- [Quoted passage]:
start

[net.lang.c] Error recovery

john@uw-nsr.UUCP (John Sambrook) (05/29/86)

[]

Regarding error recovery in C compilers, I like the error recovery
provided by the Data General C compiler.  Here is an example of a 
botched program:

	main() {
		int	a = 0	/* missing ";" */

		printf("a: %s\n",  (a == 1) ? "1" : "?"; /* missing ")" */
	}

When compiled the following is written on stderr:

	Error 502 severity 2 beginning on line 4 (Line 4 of file main.c) 
		printf("a: %s\n",  (a == 1) ? "1" : "?";
		^
	Syntax Error.
	A symbol of type ";" has been inserted before this symbol.
	 
	 
	Error 502 severity 2 beginning on line 4 (Line 4 of file main.c) 
		printf("a: %s\n",  (a == 1) ? "1" : "?";
		                                       ^
	Syntax Error.
	A symbol of type ")" has been inserted before this symbol.

In this example the compiler produced a program that executed correctly.

To be fair, both errors are "errors of omission."  I believe, but do not
assert, that these errors are easier to repair than other types of errors.
In the event of serious errors the compiler will cease code generation and
only check the remaining input.  I don't know the parsing method used in
this compiler; it does not seem to suffer from poor error recovery as do 
many recursive-descent parsers.

While on the subject of compilers, I would like to share two other features
of this compiler that I find useful.  I have not found these features in
other C compilers that I have used, although I have heard that the VAX/VMS
C compiler is very good.

The first feature is the ability to generate a stack trace ("traceback") 
in the event of a serious error.  There are two compiler switches that
control the amount of information in a traceback.  The "-Clineid" switch
causes the offending line number to be included while the "-Cprocid" switch 
causes the procedure name to be included.

end

- [Given instruction a]:
Put these lines from the listing into a JSON list of strings, one string per line and no blank lines: start at the line that contains "hiking shoe in the histology slide image provided." and stop after the line that contains "[14,9,151,362]".
The listing that comes next is unrelated to the post on C compiler error recovery.

- [Recorded information]:
start

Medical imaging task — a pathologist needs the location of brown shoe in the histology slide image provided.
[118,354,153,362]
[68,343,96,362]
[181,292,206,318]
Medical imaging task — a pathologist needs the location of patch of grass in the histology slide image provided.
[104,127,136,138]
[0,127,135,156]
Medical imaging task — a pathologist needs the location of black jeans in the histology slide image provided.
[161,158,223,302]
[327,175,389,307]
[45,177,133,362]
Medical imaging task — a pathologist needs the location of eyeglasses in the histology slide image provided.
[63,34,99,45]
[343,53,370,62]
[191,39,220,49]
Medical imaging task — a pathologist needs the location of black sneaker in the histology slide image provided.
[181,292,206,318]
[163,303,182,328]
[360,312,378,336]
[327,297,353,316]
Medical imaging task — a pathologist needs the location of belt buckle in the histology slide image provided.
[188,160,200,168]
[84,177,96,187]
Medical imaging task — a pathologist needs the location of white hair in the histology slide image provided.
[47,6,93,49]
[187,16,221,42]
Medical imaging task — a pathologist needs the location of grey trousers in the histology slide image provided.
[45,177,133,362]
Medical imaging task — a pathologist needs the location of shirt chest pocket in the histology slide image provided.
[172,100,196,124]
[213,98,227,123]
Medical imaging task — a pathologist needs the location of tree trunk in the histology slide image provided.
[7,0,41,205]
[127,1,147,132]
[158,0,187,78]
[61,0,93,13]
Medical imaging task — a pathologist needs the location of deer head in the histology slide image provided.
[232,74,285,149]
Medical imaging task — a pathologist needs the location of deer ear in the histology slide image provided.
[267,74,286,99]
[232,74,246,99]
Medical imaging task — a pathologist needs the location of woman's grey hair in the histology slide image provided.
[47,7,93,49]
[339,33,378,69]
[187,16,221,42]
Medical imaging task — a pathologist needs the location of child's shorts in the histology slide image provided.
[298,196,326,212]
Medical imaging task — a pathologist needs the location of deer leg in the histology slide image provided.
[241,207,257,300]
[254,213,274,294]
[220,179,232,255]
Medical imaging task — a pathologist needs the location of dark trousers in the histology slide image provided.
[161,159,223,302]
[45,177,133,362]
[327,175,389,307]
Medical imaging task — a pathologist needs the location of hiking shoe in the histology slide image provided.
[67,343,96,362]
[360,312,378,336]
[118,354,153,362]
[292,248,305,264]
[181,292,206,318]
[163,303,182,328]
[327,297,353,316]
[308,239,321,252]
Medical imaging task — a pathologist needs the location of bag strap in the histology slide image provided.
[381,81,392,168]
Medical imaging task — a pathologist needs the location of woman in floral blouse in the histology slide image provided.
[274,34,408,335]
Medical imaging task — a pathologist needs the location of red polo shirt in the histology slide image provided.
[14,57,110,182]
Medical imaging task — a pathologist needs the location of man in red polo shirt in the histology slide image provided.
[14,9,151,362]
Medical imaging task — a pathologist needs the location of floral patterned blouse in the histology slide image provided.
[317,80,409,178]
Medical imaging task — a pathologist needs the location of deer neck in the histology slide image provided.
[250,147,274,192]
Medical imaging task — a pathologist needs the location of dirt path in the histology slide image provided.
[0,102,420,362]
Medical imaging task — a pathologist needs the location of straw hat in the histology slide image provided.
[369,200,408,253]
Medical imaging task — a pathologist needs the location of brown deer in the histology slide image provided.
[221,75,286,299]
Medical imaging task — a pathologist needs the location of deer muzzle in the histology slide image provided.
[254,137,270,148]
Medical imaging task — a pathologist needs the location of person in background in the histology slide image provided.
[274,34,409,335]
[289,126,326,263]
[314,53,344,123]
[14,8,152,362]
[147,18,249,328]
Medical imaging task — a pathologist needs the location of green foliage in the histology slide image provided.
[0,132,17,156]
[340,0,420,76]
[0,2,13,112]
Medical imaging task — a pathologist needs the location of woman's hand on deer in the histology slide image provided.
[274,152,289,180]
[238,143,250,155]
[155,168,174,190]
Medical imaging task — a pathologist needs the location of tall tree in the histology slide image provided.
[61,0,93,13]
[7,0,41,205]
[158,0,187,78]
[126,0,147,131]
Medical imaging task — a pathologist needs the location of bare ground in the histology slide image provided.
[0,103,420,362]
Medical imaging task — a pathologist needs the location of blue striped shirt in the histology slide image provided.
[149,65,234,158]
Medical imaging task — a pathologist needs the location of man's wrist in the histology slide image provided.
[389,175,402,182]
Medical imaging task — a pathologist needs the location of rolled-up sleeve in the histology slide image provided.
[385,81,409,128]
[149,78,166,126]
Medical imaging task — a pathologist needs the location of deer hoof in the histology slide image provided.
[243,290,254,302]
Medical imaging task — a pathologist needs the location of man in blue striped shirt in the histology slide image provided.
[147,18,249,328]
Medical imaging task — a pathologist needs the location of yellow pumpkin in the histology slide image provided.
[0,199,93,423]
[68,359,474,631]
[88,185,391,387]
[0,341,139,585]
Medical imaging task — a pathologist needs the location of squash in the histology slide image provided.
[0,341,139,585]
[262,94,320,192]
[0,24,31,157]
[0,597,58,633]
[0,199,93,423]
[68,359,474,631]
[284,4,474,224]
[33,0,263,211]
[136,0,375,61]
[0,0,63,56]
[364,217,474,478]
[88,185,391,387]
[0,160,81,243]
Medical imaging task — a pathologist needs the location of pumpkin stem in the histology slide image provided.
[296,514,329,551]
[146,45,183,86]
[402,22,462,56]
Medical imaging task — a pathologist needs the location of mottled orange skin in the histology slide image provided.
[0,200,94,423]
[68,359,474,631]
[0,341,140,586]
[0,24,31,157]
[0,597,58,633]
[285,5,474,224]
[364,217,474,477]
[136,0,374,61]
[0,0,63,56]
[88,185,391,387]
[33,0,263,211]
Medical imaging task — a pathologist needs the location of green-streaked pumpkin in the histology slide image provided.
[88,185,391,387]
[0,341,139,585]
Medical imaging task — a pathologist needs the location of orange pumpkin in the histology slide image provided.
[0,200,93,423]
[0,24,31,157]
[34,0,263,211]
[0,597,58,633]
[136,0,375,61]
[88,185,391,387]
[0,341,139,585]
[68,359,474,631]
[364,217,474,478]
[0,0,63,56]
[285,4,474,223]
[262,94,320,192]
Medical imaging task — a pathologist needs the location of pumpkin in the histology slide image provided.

end

- [Given instruction b]:
Duplicate a passage of the post on C compiler error recovery word for word: begin at the words "The first feature" and stop after "to be included.".

- [Complete response a]:
[
  "Medical imaging task — a pathologist needs the location of hiking shoe in the histology slide image provided.",
  "[67,343,96,362]",
  "[360,312,378,336]",
  "[118,354,153,362]",
  "[292,248,305,264]",
  "[181,292,206,318]",
  "[163,303,182,328]",
  "[327,297,353,316]",
  "[308,239,321,252]",
  "Medical imaging task — a pathologist needs the location of bag strap in the histology slide image provided.",
  "[381,81,392,168]",
  "Medical imaging task — a pathologist needs the location of woman in floral blouse in the histology slide image provided.",
  "[274,34,408,335]",
  "Medical imaging task — a pathologist needs the location of red polo shirt in the histology slide image provided.",
  "[14,57,110,182]",
  "Medical imaging task — a pathologist needs the location of man in red polo shirt in the histology slide image provided.",
  "[14,9,151,362]"
]

- [Complete response b]:
The first feature is the ability to generate a stack trace ("traceback") 
in the event of a serious error.  There are two compiler switches that
control the amount of information in a traceback.  The "-Clineid" switch
causes the offending line number to be included while the "-Cprocid" switch 
causes the procedure name to be included.